> DATA RECORDS:
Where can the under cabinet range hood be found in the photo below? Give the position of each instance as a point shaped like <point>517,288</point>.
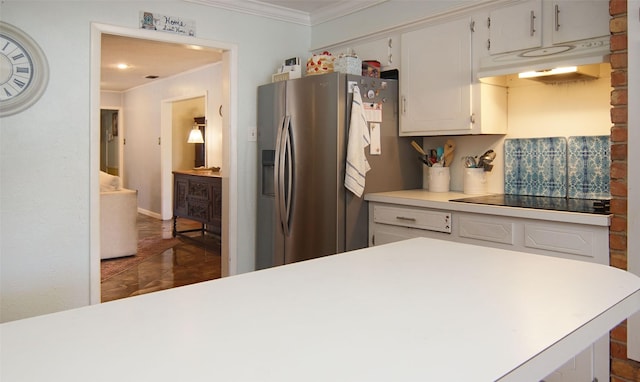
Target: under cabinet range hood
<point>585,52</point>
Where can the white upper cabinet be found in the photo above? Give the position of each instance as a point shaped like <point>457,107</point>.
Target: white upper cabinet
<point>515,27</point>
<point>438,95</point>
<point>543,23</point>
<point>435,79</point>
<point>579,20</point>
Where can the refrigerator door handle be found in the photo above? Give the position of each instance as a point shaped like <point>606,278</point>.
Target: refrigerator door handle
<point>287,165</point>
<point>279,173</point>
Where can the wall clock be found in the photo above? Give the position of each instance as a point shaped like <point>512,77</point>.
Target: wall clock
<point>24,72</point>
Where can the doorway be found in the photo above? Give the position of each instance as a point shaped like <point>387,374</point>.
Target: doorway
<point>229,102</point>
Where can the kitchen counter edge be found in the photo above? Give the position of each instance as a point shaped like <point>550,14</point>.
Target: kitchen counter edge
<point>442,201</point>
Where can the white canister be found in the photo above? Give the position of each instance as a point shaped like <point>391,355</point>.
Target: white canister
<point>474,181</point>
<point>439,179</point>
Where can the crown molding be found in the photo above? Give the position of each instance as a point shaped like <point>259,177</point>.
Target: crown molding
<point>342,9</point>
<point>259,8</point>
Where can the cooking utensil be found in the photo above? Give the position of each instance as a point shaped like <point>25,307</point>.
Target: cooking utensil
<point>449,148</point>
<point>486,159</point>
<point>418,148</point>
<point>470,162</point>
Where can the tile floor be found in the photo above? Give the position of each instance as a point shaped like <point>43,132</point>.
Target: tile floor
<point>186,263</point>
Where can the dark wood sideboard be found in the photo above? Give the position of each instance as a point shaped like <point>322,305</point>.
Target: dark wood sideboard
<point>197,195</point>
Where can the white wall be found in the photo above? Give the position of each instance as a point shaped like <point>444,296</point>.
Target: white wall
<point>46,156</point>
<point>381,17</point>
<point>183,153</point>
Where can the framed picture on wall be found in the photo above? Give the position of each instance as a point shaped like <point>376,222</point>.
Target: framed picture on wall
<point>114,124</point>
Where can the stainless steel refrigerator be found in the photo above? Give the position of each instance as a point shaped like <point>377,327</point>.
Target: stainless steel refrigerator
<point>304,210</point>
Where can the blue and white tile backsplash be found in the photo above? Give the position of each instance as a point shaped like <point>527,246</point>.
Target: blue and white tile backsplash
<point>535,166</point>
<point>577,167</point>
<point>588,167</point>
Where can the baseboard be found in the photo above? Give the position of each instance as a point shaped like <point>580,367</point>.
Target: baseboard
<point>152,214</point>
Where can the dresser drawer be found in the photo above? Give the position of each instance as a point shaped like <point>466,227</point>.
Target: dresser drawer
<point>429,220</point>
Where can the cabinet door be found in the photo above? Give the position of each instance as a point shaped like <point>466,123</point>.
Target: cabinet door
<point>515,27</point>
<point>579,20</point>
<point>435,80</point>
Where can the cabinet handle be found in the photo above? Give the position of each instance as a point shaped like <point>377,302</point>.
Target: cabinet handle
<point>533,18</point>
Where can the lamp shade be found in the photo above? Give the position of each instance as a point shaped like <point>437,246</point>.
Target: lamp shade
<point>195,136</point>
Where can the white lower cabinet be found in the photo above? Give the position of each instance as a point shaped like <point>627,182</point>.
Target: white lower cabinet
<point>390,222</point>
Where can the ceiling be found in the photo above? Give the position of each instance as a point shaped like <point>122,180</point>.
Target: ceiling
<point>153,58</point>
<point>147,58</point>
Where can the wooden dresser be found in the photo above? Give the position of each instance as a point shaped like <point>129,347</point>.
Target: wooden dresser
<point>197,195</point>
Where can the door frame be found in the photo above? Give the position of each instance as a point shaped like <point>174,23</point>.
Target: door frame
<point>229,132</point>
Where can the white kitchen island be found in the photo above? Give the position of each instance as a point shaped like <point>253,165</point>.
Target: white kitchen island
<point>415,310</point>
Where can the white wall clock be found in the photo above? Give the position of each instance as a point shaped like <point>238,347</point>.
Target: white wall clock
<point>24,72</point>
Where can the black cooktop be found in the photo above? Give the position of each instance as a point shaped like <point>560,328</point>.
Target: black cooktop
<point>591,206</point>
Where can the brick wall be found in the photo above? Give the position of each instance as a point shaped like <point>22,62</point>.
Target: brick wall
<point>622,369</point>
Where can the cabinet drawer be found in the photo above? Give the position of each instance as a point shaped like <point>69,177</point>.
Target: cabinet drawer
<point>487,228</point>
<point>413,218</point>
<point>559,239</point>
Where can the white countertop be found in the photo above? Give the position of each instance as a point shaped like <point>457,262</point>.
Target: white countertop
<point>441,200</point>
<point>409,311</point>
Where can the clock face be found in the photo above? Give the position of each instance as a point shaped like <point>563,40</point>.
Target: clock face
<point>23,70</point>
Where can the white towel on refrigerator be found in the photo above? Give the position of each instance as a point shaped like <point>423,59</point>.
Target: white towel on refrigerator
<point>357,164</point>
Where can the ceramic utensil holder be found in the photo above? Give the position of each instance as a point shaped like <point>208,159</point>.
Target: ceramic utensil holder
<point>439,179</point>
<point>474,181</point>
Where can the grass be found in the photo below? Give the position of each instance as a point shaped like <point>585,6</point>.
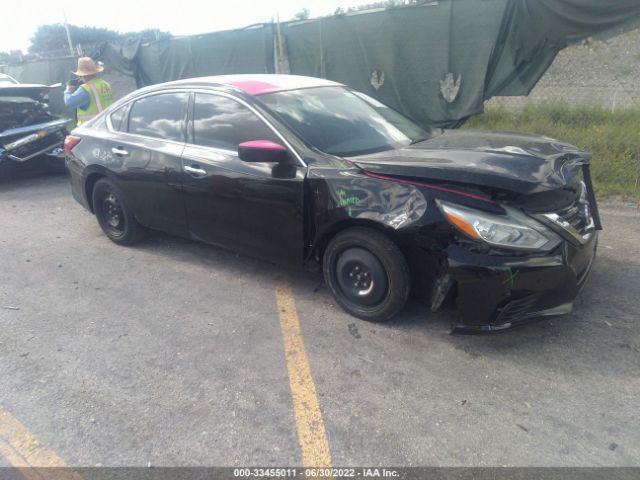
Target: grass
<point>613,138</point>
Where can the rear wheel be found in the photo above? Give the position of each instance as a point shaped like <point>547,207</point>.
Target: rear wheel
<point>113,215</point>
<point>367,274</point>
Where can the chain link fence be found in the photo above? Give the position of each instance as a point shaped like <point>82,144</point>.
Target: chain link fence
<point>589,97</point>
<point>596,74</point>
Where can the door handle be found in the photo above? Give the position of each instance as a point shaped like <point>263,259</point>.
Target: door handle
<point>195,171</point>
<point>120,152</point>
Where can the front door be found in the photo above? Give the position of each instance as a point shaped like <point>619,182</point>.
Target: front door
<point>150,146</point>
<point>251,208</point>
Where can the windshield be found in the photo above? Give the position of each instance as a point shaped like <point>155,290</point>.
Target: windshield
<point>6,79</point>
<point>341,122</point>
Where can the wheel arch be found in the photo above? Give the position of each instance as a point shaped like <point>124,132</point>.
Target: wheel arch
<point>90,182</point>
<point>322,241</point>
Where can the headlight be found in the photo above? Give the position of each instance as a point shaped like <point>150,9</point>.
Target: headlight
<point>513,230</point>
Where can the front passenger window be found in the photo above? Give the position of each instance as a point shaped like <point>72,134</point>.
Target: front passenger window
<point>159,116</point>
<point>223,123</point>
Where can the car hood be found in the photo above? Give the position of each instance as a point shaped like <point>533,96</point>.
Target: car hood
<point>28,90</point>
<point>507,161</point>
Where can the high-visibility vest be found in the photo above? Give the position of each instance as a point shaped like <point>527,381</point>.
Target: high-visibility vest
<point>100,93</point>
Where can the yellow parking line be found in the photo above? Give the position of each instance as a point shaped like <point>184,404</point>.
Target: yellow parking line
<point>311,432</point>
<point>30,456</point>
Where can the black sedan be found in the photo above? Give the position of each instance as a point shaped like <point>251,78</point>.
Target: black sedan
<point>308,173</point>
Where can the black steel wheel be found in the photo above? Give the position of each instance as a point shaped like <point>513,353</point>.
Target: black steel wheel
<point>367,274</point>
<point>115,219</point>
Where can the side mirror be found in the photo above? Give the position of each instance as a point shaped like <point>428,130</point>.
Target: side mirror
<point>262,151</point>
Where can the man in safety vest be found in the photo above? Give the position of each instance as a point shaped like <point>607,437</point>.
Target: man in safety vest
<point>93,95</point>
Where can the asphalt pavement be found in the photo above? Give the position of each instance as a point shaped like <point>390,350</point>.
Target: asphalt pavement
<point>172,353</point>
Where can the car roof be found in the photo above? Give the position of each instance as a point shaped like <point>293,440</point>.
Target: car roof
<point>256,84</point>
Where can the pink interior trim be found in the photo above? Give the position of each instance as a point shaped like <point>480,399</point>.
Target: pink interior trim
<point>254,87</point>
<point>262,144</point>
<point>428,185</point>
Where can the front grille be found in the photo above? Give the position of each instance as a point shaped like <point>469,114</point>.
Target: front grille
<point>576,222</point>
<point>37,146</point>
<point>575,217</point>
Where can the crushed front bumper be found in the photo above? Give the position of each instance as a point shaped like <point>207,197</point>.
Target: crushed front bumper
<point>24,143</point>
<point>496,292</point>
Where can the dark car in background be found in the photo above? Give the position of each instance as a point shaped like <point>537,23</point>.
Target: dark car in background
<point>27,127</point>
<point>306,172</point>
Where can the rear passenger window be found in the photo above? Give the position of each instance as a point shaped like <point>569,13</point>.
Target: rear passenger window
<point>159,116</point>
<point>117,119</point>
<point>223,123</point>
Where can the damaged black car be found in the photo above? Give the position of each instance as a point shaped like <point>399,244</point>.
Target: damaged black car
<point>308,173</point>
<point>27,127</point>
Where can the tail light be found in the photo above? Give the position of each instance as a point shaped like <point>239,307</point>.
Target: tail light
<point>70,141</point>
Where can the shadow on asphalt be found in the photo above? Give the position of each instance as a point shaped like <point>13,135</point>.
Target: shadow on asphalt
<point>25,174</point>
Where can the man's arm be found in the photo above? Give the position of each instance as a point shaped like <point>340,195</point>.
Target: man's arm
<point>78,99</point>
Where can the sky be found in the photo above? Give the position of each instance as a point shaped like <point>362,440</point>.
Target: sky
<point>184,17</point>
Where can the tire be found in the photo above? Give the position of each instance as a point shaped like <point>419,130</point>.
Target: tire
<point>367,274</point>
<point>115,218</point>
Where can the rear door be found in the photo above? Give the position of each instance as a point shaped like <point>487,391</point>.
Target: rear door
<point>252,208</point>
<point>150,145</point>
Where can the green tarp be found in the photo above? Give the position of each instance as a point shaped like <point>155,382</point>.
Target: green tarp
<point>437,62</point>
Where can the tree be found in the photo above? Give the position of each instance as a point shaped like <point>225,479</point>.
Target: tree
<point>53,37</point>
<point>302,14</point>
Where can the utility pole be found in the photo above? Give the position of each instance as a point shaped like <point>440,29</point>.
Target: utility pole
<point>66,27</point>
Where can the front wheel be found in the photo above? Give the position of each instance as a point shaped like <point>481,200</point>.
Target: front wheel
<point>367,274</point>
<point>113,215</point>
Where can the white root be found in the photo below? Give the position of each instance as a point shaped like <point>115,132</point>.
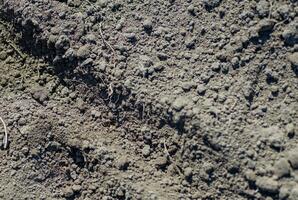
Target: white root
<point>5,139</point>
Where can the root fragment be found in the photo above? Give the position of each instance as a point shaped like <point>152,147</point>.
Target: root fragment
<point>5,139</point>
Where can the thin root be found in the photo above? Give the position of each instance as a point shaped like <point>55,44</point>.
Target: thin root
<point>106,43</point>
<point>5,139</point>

> WHAT TO PRODUCE: Within the material above, the line with "Target: asphalt pavement" opens the range and the line with "Where can the pink" closes it; reproduce that range word for word.

> TASK SOLUTION:
Target: asphalt pavement
<point>172,353</point>
Where can the car roof be found in the photo above? Give the position of each instance as a point shaped like <point>293,440</point>.
Target: car roof
<point>256,84</point>
Where can the pink interior trim be found in the photo above? Give the position of each instance as a point shaped like <point>480,399</point>.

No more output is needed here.